■ DATA EXTRACT ■

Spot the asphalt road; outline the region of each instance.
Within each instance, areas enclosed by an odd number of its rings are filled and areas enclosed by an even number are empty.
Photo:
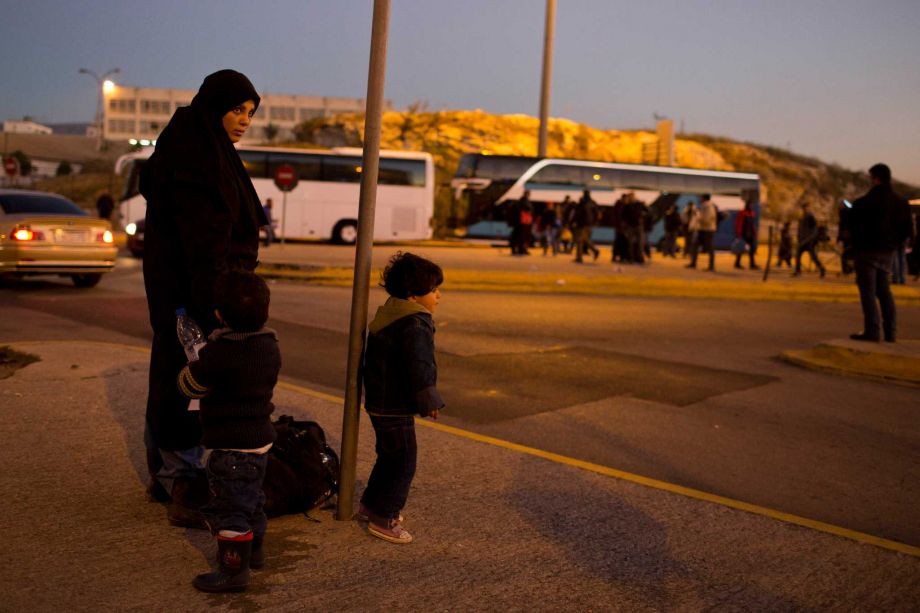
[[[350,290],[272,291],[283,376],[340,395]],[[149,339],[136,260],[92,290],[14,283],[0,312],[0,341]],[[920,330],[920,310],[900,316]],[[920,393],[776,360],[857,320],[855,304],[445,292],[444,421],[920,545]]]

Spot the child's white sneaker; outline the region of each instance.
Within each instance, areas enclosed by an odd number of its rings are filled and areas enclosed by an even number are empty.
[[[412,535],[409,534],[408,530],[402,527],[402,524],[399,523],[397,519],[391,519],[389,525],[385,527],[375,524],[374,522],[368,522],[367,532],[379,539],[399,545],[412,542]]]

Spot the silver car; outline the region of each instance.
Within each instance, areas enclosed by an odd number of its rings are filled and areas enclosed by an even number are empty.
[[[93,287],[115,267],[112,226],[57,194],[0,189],[0,280],[69,276]]]

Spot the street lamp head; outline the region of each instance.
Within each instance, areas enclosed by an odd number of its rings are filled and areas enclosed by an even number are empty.
[[[105,81],[102,82],[102,93],[103,93],[103,94],[105,94],[106,96],[108,96],[109,94],[111,94],[111,93],[114,92],[114,91],[115,91],[115,83],[114,83],[114,81],[110,81],[109,79],[106,79]]]

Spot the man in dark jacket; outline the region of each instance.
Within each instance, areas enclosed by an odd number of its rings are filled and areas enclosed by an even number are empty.
[[[891,262],[895,250],[910,236],[910,205],[891,189],[891,169],[876,164],[869,169],[872,188],[853,203],[849,227],[856,267],[856,286],[863,311],[863,330],[851,334],[858,341],[879,341],[879,307],[885,340],[896,331]]]
[[[597,223],[599,211],[597,203],[591,198],[591,192],[585,190],[572,214],[572,233],[575,235],[575,261],[581,263],[585,251],[592,251],[594,259],[601,254],[591,240],[591,231]]]

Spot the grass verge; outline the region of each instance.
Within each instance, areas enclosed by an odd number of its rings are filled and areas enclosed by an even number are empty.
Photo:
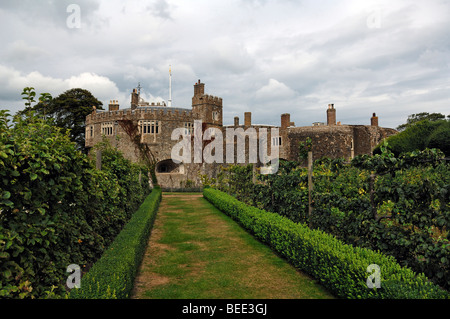
[[[133,298],[332,298],[201,196],[163,196]]]

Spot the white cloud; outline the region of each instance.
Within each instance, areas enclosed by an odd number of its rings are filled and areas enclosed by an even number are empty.
[[[110,99],[116,99],[122,105],[129,106],[129,93],[121,92],[117,85],[105,76],[81,73],[67,79],[61,79],[45,76],[37,71],[22,74],[17,70],[0,65],[0,101],[2,108],[8,108],[13,113],[23,108],[21,93],[24,87],[33,87],[37,95],[50,93],[53,97],[72,88],[83,88],[90,91],[105,105]]]
[[[258,100],[276,101],[286,100],[295,96],[295,91],[286,84],[281,83],[275,79],[270,79],[269,83],[260,88],[255,93]]]
[[[69,88],[83,88],[88,91],[95,92],[97,98],[108,99],[109,97],[118,96],[120,94],[116,84],[104,76],[94,73],[82,73],[72,76],[63,81],[64,86]]]

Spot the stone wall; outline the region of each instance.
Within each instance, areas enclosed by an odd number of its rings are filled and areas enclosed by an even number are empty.
[[[145,101],[144,101],[145,102]],[[341,125],[336,123],[336,109],[334,104],[329,104],[327,109],[327,125],[313,125],[306,127],[295,127],[291,122],[290,114],[281,115],[280,126],[255,125],[251,120],[251,112],[244,113],[244,123],[239,123],[239,118],[234,118],[234,125],[223,126],[223,101],[221,98],[205,94],[205,85],[200,80],[194,84],[194,96],[192,97],[192,108],[174,108],[166,106],[155,106],[149,103],[139,104],[138,91],[133,90],[131,94],[131,108],[119,109],[116,100],[110,101],[108,111],[93,112],[86,117],[86,147],[94,147],[102,141],[102,135],[107,133],[112,146],[121,150],[124,156],[133,162],[140,160],[139,149],[131,141],[127,132],[122,128],[124,121],[132,123],[136,127],[140,125],[140,142],[150,147],[152,154],[157,161],[157,177],[160,185],[165,188],[180,188],[187,184],[191,187],[201,186],[200,176],[216,177],[222,164],[226,164],[227,146],[234,149],[233,163],[237,162],[237,139],[227,138],[227,129],[241,129],[243,134],[249,128],[255,129],[259,135],[261,129],[267,129],[267,140],[264,141],[267,147],[267,155],[272,153],[272,145],[279,146],[279,158],[286,160],[297,160],[299,143],[306,141],[308,137],[312,139],[314,160],[321,157],[347,158],[350,159],[360,154],[371,154],[373,148],[379,144],[383,138],[396,134],[393,129],[381,128],[378,126],[378,117],[374,113],[371,118],[371,125]],[[172,162],[172,149],[179,142],[172,140],[172,132],[175,129],[194,129],[194,121],[202,121],[202,131],[209,127],[218,128],[222,132],[221,147],[223,147],[223,158],[218,159],[221,163],[194,163],[194,140],[191,142],[191,163],[192,164],[167,164]],[[151,130],[146,126],[152,126]],[[157,123],[157,124],[156,124]],[[186,123],[189,123],[186,126]],[[157,126],[157,129],[156,129]],[[271,129],[277,128],[279,134],[271,136]],[[146,130],[146,131],[145,131]],[[272,138],[276,138],[274,141]],[[249,163],[249,142],[245,139],[245,163]],[[203,141],[203,146],[208,143],[218,142],[218,136],[212,142]],[[257,160],[260,159],[259,147],[261,141],[257,142]],[[209,144],[212,147],[216,144]],[[240,151],[242,154],[242,150]],[[159,166],[158,166],[159,165]],[[257,163],[260,166],[260,163]],[[170,166],[170,167],[169,167]]]
[[[287,139],[286,159],[298,158],[299,143],[312,140],[313,160],[321,157],[347,158],[372,154],[373,148],[384,138],[396,134],[389,128],[369,125],[322,125],[289,128],[283,132]]]
[[[312,140],[313,160],[327,156],[330,158],[351,157],[353,129],[350,126],[307,126],[290,128],[286,133],[289,151],[287,160],[296,160],[299,143],[309,137]]]

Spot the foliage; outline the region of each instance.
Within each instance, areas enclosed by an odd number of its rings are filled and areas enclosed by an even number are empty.
[[[386,141],[396,156],[406,152],[423,151],[426,148],[438,148],[450,156],[449,136],[449,120],[422,120],[408,126],[399,134],[388,137]],[[374,149],[374,153],[381,153],[380,146]]]
[[[205,198],[267,243],[295,267],[316,278],[342,298],[448,298],[448,292],[423,274],[401,267],[394,258],[347,245],[320,230],[239,202],[219,190],[205,188]],[[380,267],[381,288],[367,287],[367,267]],[[400,289],[399,289],[400,287]]]
[[[450,121],[443,123],[431,133],[428,138],[428,147],[438,148],[450,157]]]
[[[277,174],[257,175],[251,166],[229,167],[216,188],[254,207],[306,223],[340,240],[393,256],[450,287],[450,166],[437,149],[381,154],[351,163],[323,158],[314,163],[313,213],[308,214],[307,169],[280,162]]]
[[[298,159],[300,162],[308,159],[308,152],[312,151],[312,139],[307,137],[305,142],[298,145]]]
[[[24,99],[28,102],[24,110],[17,115],[26,117],[33,111],[37,116],[54,119],[54,124],[60,127],[63,132],[70,132],[70,139],[75,142],[80,150],[85,151],[85,121],[86,116],[91,114],[93,107],[103,109],[102,102],[97,100],[91,92],[81,88],[74,88],[65,91],[56,98],[52,98],[48,93],[42,93],[39,102],[35,102],[33,97],[36,95],[34,88],[25,88]]]
[[[450,118],[450,115],[449,115]],[[408,116],[408,119],[406,120],[405,124],[401,124],[397,127],[398,131],[403,131],[407,129],[408,127],[413,126],[414,124],[420,122],[420,121],[439,121],[439,120],[445,120],[445,115],[441,113],[428,113],[428,112],[422,112],[417,114],[411,114]]]
[[[360,156],[314,179],[311,226],[450,286],[450,167],[439,150]],[[315,168],[317,171],[319,167]]]
[[[253,175],[257,183],[253,183]],[[222,168],[215,181],[218,188],[240,201],[277,212],[295,222],[305,222],[308,212],[307,171],[297,162],[280,160],[277,174],[260,175],[253,165]]]
[[[155,187],[102,257],[72,289],[70,299],[128,298],[161,201]]]
[[[119,120],[120,127],[127,133],[134,146],[139,150],[139,154],[143,163],[147,166],[151,174],[153,185],[158,185],[158,178],[156,176],[156,158],[150,146],[147,143],[141,143],[141,132],[137,121]]]
[[[27,107],[31,107],[31,103],[36,102],[34,97],[36,96],[36,92],[34,91],[33,87],[26,87],[22,91],[22,99],[25,100],[25,105]]]
[[[52,119],[0,113],[0,296],[61,295],[66,267],[97,260],[148,194],[112,150],[102,171]],[[52,288],[53,287],[53,288]]]

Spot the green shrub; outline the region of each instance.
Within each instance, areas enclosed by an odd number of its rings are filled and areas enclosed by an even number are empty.
[[[449,156],[449,142],[446,138],[450,132],[449,123],[447,120],[422,120],[388,137],[386,141],[389,143],[389,149],[396,156],[426,148],[438,148]],[[381,153],[381,145],[378,145],[373,152]]]
[[[450,166],[445,154],[425,149],[395,156],[388,146],[383,143],[381,154],[359,155],[349,164],[316,160],[311,215],[307,169],[298,162],[280,161],[277,174],[256,175],[256,183],[252,165],[229,166],[213,187],[346,244],[393,256],[449,290]]]
[[[161,200],[154,188],[102,257],[71,290],[71,299],[128,298]]]
[[[219,190],[204,197],[270,245],[295,267],[315,277],[342,298],[448,298],[448,293],[423,274],[401,267],[393,257],[344,244],[334,236],[275,213],[247,206]],[[367,267],[380,267],[381,288],[369,289]]]
[[[0,111],[0,297],[63,295],[67,266],[101,256],[149,193],[147,174],[113,149],[98,171],[50,120],[7,119]]]

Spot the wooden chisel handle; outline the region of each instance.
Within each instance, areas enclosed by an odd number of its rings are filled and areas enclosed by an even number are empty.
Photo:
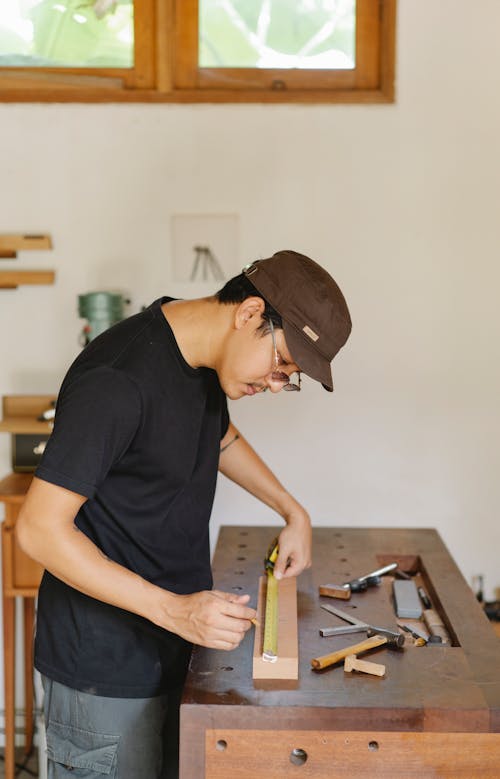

■ INSTRUCTIONS TO FOLLOW ■
Begin at the first line of the listing and print each line exactly. Stop after the line containing "Spot the silver", and omit all pictures.

■ EXERCISE SOLUTION ■
Spot the asphalt road; outline the region of each instance.
Within each instance, areas enclosed by an odd number of its rings are filled and areas enclosed by an even number are empty.
Photo:
[[[350,290],[272,291],[283,376],[340,395]],[[149,339],[136,260],[92,290],[14,283],[0,312],[0,341]],[[920,330],[920,310],[900,316]],[[920,393],[776,360],[857,320],[855,304],[445,292],[444,421],[920,545]]]

Spot the child's white sneaker; outline the region of each instance.
Within each instance, areas enclosed by an odd number of its rings are filled and areas enclosed by an even number are empty.
[[[412,535],[409,534],[408,530],[402,527],[402,524],[399,523],[397,519],[391,519],[389,525],[385,527],[375,524],[374,522],[368,522],[367,532],[379,539],[399,545],[412,542]]]

Spot the silver car; outline the region of each instance.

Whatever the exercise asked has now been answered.